──────── PASSAGE PROVIDED ────────

Evaluating the rules behind whether you, as a Bitcoin buyer or seller, are functioning as a money transmitter under state law can be baffling. Cryptocurrencies and money transmitter laws coexist in mostly uncharted waters here at the dawn of 2020. The following is a note examining both both the broad concepts and the specific provisions of money transmitter statutes as they pertain to cryptocurrencies (particularly Bitcoin) in New York, New Jersey, California, Florida and Wyoming.
Each of the United States has its own regulatory regime when it comes to money services businesses, particularly money transmitters. While money transmission at the federal level is almost exclusively concerned with money laundering, the state laws’ greater complexity is derived in part from additional concerns on the part of state lawmakers, such as consumer protection. For this reason, as I will describe below, there are a host of net worth, bonding and reporting requirements that make state law money transmission licensing and ongoing compliance daunting.
It is helpful to group the states conceptually into three different categories in order to evaluate how they treat cryptocurrencies. The first group consists of the “silent” states, that is, those that have not specifically regulated or incorporated the unique characteristics of cryptocurrency into their statutory schemes. That a state is “silent” could be considered “good” from one perspective if its silence means that that particular state was not inclined to regulate cryptocurrency (the minority view), but might be considered to be “bad” if the absence of regulation means uncertainty and the risk of being accused of operating an unlicensed money transmission business, which in most states is a criminal offense. This latter point of view is, unfortunately, how I view the majority of the states we consider herein.
Apart from the silent states we have the “regulated” states, that is, those states that in one form or another have spoken definitively about how cryptocurrency fits into, or is excluded from, their existing money transmitter laws. Among the regulated states we have two types, those in which regulation has, from most objective perspectives, advanced the ability to do business with cryptocurrency in that state (Wyoming), and those whose regulatory scheme has added next-to-impenetrable barriers for smaller firms looking to comply in good faith with state law (New York). The third, somewhat more opaque category consists of states that have issued some form of guidance, in the form of pronouncements by public bodies, court cases, and the like, but have not adopted a single, uniform approach to regulating (or not regulating) cryptocurrency. This latter category could be grouped with the “silent” states mentioned above, from the standpoint that these half measures, while perhaps a start, have introduced further uncertainly into the state regulatory landscape.
These laws are forever changing and evolving, and the difficult and stifling state of state laws is the source of much scholarly compliant. It is absolutely worth knowing the contours of state money transmitter law, too, in order to cherry pick favorable jurisdictions that are likely to improve first. Further, there are encouraging developments, particularly in Wyoming, with that state’s creation of a new type of federally chartered financial institution that may pave the way for more open banking relationships and more sane compliance regimes.

──────── INPUT DATA ────────

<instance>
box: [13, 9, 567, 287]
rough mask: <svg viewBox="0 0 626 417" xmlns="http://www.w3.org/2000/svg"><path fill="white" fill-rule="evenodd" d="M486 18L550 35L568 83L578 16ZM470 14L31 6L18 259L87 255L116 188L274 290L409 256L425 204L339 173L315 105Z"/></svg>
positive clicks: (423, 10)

────────

• [WORK TASK A]
Answer these questions about the passage on cryptocurrency and state money transmitter laws:
(i) Which states does the note say it examines?
(ii) Besides money laundering, what concern of state lawmakers is given as an example?
(iii) Which state is named as one where regulation has advanced the ability to do business with cryptocurrency?
• [WORK TASK B] Extend the passage on cryptocurrency and state money transmitter laws, picking up right after its final sentence.
The listing is not needed for what comes next.

• [EXERCISE RESPONSE A]
(i) New York, New Jersey, California, Florida and Wyoming.
(ii) Consumer protection.
(iii) Wyoming.

• [EXERCISE RESPONSE B]
As we look through each state’s laws, despite the differences in the specifics of compliance there are nevertheless a number of unifying concepts that makes understanding easier. Aside from being an interesting philosophical question in the cryptocurrency community, what constitutes “money” under state law is fundamental to understanding the states’ money transmitter statutes. A central consideration is whether the state considers “money” as only including only that which is backed by a sovereign authority, or whether the statutory definition is more broadly concerned with value. California, for example, does not include virtual currencies within its definition of what is “money”: “’Money’ means a medium of exchange that is authorized or adopted by the United States or a foreign government.” The term includes a monetary unit of account established by an intergovernmental organization or by agreement between two or more governments. Wyoming, in contrast, does not define “money” per se, but rather includes “money or monetary value” within the scope of its definition of “money transmission”.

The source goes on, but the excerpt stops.